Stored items
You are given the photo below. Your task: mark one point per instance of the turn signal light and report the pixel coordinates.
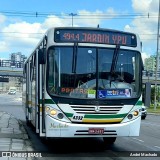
(135, 113)
(53, 112)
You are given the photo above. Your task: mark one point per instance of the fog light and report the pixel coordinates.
(135, 113)
(60, 115)
(47, 109)
(53, 112)
(130, 116)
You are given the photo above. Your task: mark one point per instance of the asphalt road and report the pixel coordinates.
(94, 148)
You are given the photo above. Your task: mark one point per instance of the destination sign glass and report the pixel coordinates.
(95, 36)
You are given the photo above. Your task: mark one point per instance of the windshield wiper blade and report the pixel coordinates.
(114, 60)
(74, 59)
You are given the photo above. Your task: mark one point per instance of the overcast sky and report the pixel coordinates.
(23, 22)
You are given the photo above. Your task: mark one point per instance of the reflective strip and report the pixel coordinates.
(101, 120)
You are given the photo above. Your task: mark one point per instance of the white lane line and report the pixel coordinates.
(138, 139)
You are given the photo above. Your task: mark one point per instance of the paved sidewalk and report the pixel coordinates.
(13, 136)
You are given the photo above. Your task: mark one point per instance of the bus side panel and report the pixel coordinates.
(41, 101)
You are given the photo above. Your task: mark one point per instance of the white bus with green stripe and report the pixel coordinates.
(84, 82)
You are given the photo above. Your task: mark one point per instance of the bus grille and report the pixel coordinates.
(92, 109)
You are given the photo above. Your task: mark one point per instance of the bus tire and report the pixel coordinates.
(109, 140)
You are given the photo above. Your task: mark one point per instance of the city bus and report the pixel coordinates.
(84, 82)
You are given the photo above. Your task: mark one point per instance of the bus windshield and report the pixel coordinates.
(91, 72)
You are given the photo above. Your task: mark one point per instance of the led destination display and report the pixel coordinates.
(95, 36)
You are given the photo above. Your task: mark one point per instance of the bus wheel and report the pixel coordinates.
(109, 140)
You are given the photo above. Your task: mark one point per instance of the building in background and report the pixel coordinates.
(150, 63)
(17, 60)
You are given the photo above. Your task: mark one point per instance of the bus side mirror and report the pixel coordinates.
(42, 56)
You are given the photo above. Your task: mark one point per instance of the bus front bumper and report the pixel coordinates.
(56, 128)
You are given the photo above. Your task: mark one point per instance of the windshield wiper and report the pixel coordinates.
(114, 64)
(74, 59)
(114, 60)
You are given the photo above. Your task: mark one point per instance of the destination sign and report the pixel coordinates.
(95, 36)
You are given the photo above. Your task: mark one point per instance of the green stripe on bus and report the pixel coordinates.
(69, 115)
(106, 116)
(139, 102)
(47, 101)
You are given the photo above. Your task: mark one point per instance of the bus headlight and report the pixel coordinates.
(53, 112)
(135, 113)
(57, 114)
(132, 115)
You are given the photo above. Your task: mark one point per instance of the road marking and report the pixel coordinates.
(157, 147)
(138, 139)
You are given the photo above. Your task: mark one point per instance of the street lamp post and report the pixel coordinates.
(72, 14)
(157, 60)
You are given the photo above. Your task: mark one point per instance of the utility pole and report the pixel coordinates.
(72, 14)
(157, 60)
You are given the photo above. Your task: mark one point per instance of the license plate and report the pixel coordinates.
(96, 130)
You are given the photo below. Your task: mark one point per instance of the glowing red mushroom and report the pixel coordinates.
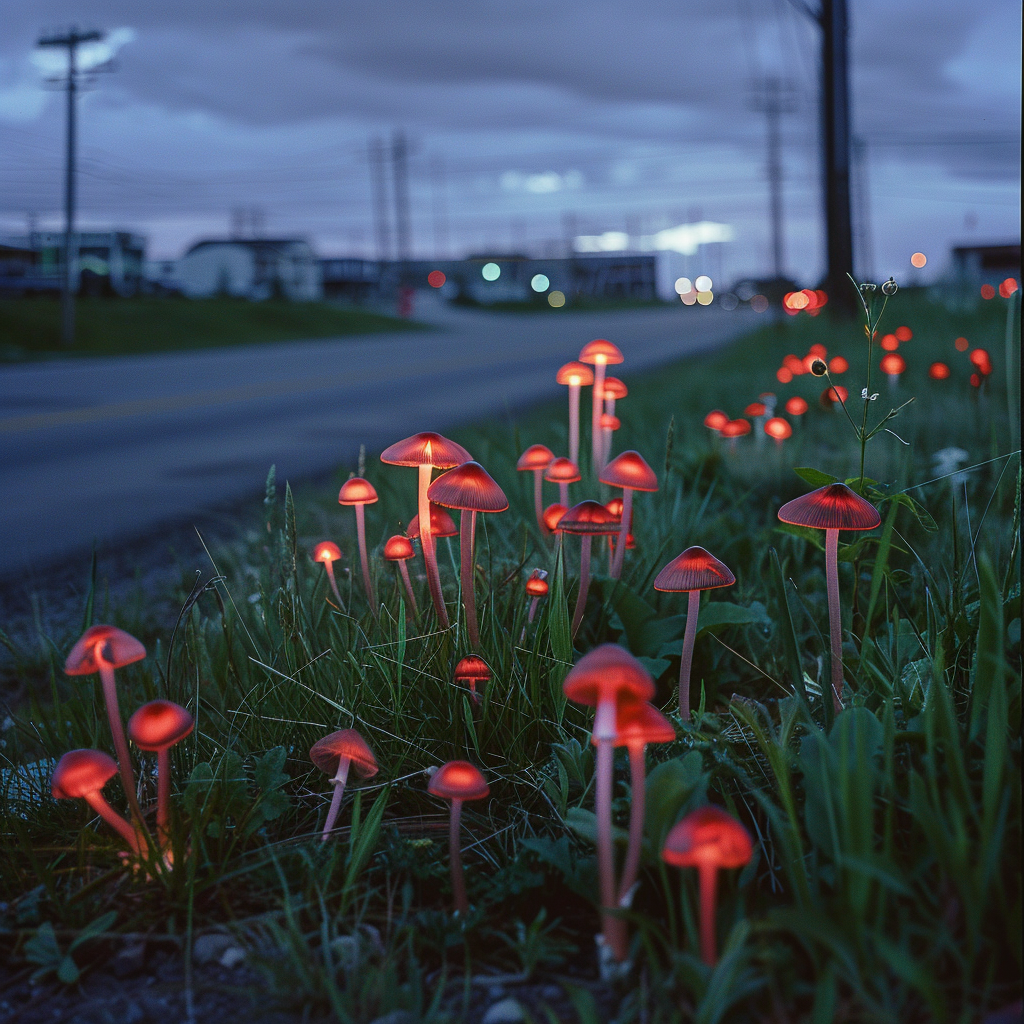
(536, 460)
(708, 839)
(333, 755)
(426, 451)
(833, 508)
(102, 649)
(695, 569)
(472, 489)
(458, 781)
(360, 493)
(328, 553)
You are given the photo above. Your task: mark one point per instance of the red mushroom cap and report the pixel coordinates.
(327, 551)
(600, 349)
(553, 515)
(708, 836)
(441, 524)
(573, 369)
(536, 457)
(562, 470)
(833, 507)
(629, 470)
(107, 643)
(468, 486)
(79, 772)
(159, 724)
(695, 568)
(458, 780)
(427, 449)
(398, 548)
(355, 491)
(589, 517)
(607, 671)
(327, 753)
(472, 668)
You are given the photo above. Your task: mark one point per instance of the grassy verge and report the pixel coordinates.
(886, 885)
(31, 328)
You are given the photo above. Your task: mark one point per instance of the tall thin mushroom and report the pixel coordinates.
(695, 569)
(833, 508)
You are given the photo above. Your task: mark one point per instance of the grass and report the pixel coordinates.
(887, 883)
(30, 328)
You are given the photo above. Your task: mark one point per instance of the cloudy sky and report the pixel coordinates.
(526, 121)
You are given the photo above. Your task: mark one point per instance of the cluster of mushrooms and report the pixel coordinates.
(607, 678)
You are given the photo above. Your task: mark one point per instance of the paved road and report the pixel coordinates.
(117, 448)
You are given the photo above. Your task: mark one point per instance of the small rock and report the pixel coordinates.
(506, 1012)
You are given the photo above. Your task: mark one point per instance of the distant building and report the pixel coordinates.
(251, 268)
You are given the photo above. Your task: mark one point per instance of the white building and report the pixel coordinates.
(252, 268)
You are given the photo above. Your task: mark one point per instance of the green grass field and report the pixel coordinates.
(886, 881)
(31, 328)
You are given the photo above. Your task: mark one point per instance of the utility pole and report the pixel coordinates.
(70, 41)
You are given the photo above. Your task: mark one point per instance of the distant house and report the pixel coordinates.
(252, 268)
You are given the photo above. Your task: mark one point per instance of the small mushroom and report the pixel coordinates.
(156, 727)
(359, 493)
(102, 649)
(333, 755)
(328, 553)
(82, 775)
(458, 781)
(708, 839)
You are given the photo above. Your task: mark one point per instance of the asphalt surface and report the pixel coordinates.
(111, 449)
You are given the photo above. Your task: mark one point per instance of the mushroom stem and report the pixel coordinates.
(339, 787)
(539, 500)
(708, 873)
(455, 858)
(429, 555)
(120, 742)
(624, 532)
(414, 612)
(96, 801)
(686, 662)
(585, 546)
(360, 534)
(573, 423)
(466, 569)
(835, 617)
(632, 866)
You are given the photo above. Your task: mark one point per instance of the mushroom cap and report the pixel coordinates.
(552, 515)
(468, 486)
(458, 780)
(600, 349)
(105, 643)
(589, 517)
(708, 836)
(629, 470)
(426, 449)
(159, 724)
(695, 568)
(398, 548)
(607, 671)
(355, 491)
(327, 551)
(639, 722)
(562, 470)
(81, 772)
(833, 507)
(614, 388)
(327, 753)
(536, 457)
(441, 524)
(574, 369)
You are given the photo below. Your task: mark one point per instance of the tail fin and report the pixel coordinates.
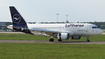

GIVEN REQUEST
Please render every line of the listing above as a numbered list. Skip blank lines and leave out the pictures.

SOLVED PROBLEM
1. You are given the photo below. Your task: mark one point per instance of the turn signal light and report the pixel coordinates.
2. (135, 113)
3. (53, 112)
4. You are given the photo above. Your task: mark one point per instance of the fog light and report the pixel coordinates.
5. (135, 113)
6. (60, 115)
7. (47, 109)
8. (53, 112)
9. (130, 116)
10. You are given the photo above. Your task: mark one point per instance of the asphalt road and report the pixel coordinates.
11. (94, 148)
12. You are given the photo above. Your task: mark one point per instance of the destination sign glass and report the pixel coordinates.
13. (95, 36)
14. You are given the photo above. Your task: mark one point per instance of the windshield wiper blade and report the pixel coordinates.
15. (114, 60)
16. (74, 59)
17. You are given the photo above. Your task: mark one point per instance of the overcast sky and report the pixel coordinates.
18. (23, 22)
19. You are given the photo above. Your task: mark one point per instance of the reflective strip and report the pixel coordinates.
20. (101, 120)
21. You are given the photo above. Your task: mark one point per instance of the white lane line and report the pixel coordinates.
22. (138, 139)
23. You are given the photo above. Your task: mark one point per instance of the paved sidewalk and report the pixel coordinates.
24. (13, 136)
25. You are given the photo above. Your task: mark one point per instance of the bus side panel and report the pixel coordinates.
26. (41, 101)
27. You are given the photo above. Your task: mark one point per instance of the white bus with green stripe and report the pixel coordinates.
28. (84, 82)
29. You are given the photo above. Your task: mark one point per instance of the bus grille and report the pixel coordinates.
30. (92, 109)
31. You are given the photo above. Your task: mark one point per instance of the bus tire and report the pixel coordinates.
32. (109, 140)
33. You are given the photo above. Your task: mark one point per instance of the city bus and report the pixel coordinates.
34. (84, 82)
35. You are given the photo above. Your task: mark one point per instance of the bus windshield and report the pixel coordinates.
36. (91, 72)
37. You are given the photo above. Your task: mark one point per instance of the led destination display and report the pixel coordinates.
38. (95, 36)
39. You are given the photo above. Your task: mark one point per instance of the bus wheel and report the pixel coordinates.
40. (109, 140)
41. You are given the photo above. Your task: mark one point per instance of the building in background and report the pixel coordinates.
42. (150, 63)
43. (17, 60)
44. You are given the photo above. Your task: mark one point per instance of the bus side mirror and report the pixel coordinates.
45. (42, 56)
46. You are given the photo above. Your task: mark one point per instance of the bus front bumper and report the pixel coordinates.
47. (56, 128)
48. You are given the photo above. Your task: mark one point per instance of the windshield wiper and report the pixel coordinates.
49. (114, 64)
50. (74, 59)
51. (114, 60)
52. You are given the photo above. Your task: mark one point per instance of the destination sign and report the pixel coordinates.
53. (95, 36)
54. You are given the photo above. Your task: mark one point per instance of the green stripe on bus and report the pixel coordinates.
55. (69, 115)
56. (106, 116)
57. (139, 102)
58. (47, 101)
59. You are given the photo above. Your task: mark one point per instance of the bus headlight and report the pixel coordinates.
60. (53, 112)
61. (135, 113)
62. (57, 114)
63. (132, 115)
64. You are given the photo above. Your task: mark one point per instance of the road marking and report the pixel coordinates.
65. (157, 147)
66. (138, 139)
67. You are given the photo above. Your task: mark one point per instance of the street lamp post and report the pixel coordinates.
68. (72, 14)
69. (157, 60)
70. You are given the photo above. Your task: mark one point per instance of the utility pole and report the pixel coordinates.
71. (72, 14)
72. (157, 60)
73. You are given the photo above. Your task: mark one point per instance of the license plate and report the pixel coordinates.
74. (96, 130)
75. You are given the photo below. Your task: mark one point per instance of the glowing red mushroom and report the pixel coordinates.
76. (536, 460)
77. (708, 839)
78. (333, 755)
79. (426, 451)
80. (833, 508)
81. (102, 649)
82. (695, 569)
83. (472, 489)
84. (458, 781)
85. (360, 493)
86. (328, 553)
87. You are given the photo above. Your task: mark one point per instance of the red mushroom cap and report the pixel coordinates.
88. (327, 551)
89. (600, 349)
90. (553, 515)
91. (708, 836)
92. (441, 524)
93. (573, 369)
94. (536, 457)
95. (562, 470)
96. (833, 507)
97. (629, 470)
98. (107, 643)
99. (468, 486)
100. (79, 772)
101. (159, 724)
102. (695, 568)
103. (458, 780)
104. (427, 449)
105. (398, 548)
106. (355, 491)
107. (589, 517)
108. (607, 671)
109. (327, 753)
110. (472, 668)
111. You are given the photo above. Your task: mark one point per instance of the grassy verge and report the pixel coordinates.
112. (886, 885)
113. (31, 328)
114. You are given the photo above. Your task: mark one point per instance of the tall thin mushroom and report the pixel coordinates.
115. (695, 569)
116. (833, 508)
117. You are given the photo above. Your task: mark one point per instance of the grass and report the pixel coordinates.
118. (887, 883)
119. (30, 328)
120. You are given the photo above. Your task: mark one point per instance of the cloudy sky and report the pixel coordinates.
121. (526, 121)
122. You are given the photo above. Your task: mark one point per instance of the cluster of mushrooms and report the pixel coordinates.
123. (607, 678)
124. You are given the photo above. Your task: mark one point per instance of the paved road and report the pixel coordinates.
125. (117, 448)
126. You are given the photo above. Your task: mark one point per instance of the small rock and report the pixel coordinates.
127. (506, 1012)
128. You are given the photo above. Your task: mark one point per instance of the distant building and report the pixel coordinates.
129. (251, 268)
130. You are given the photo above. Your task: mark one point per instance of the white building and report the pixel coordinates.
131. (252, 268)
132. You are given the photo above. Your task: mark one point per instance of the green grass field and report the pixel coordinates.
133. (886, 881)
134. (31, 328)
135. You are given the photo above. Your task: mark one point per instance of the utility pole and report the pixel coordinates.
136. (70, 41)
137. You are given the photo above. Your task: mark one point per instance of the distant house and report the pixel coordinates.
138. (252, 268)
139. You are given the photo above. Your task: mark one point per instance of the small mushroom and report the pixel coordinates.
140. (156, 727)
141. (359, 493)
142. (102, 649)
143. (333, 755)
144. (328, 553)
145. (82, 775)
146. (458, 781)
147. (708, 839)
148. You are given the photo above. Your task: mark one point per instance of the asphalt surface and report the pixel coordinates.
149. (111, 449)
150. You are given the photo above. Your task: mark one point per instance of the mushroom stem and report the pixel coordinates.
151. (339, 787)
152. (539, 500)
153. (708, 873)
154. (455, 858)
155. (429, 555)
156. (120, 742)
157. (624, 532)
158. (414, 612)
159. (96, 801)
160. (686, 662)
161. (585, 546)
162. (360, 534)
163. (573, 423)
164. (466, 569)
165. (835, 617)
166. (632, 866)
167. You are given the photo above. Your task: mark one point per instance of the mushroom cap and report the pixel coordinates.
168. (552, 515)
169. (468, 486)
170. (458, 780)
171. (600, 349)
172. (105, 643)
173. (589, 517)
174. (708, 836)
175. (629, 470)
176. (426, 449)
177. (159, 724)
178. (695, 568)
179. (398, 548)
180. (607, 671)
181. (355, 491)
182. (327, 551)
183. (639, 722)
184. (562, 470)
185. (81, 772)
186. (833, 507)
187. (614, 388)
188. (327, 753)
189. (536, 457)
190. (441, 524)
191. (574, 369)
192. You are given the photo below. Your task: mark one point per instance of the tail fin and report the pixel coordinates.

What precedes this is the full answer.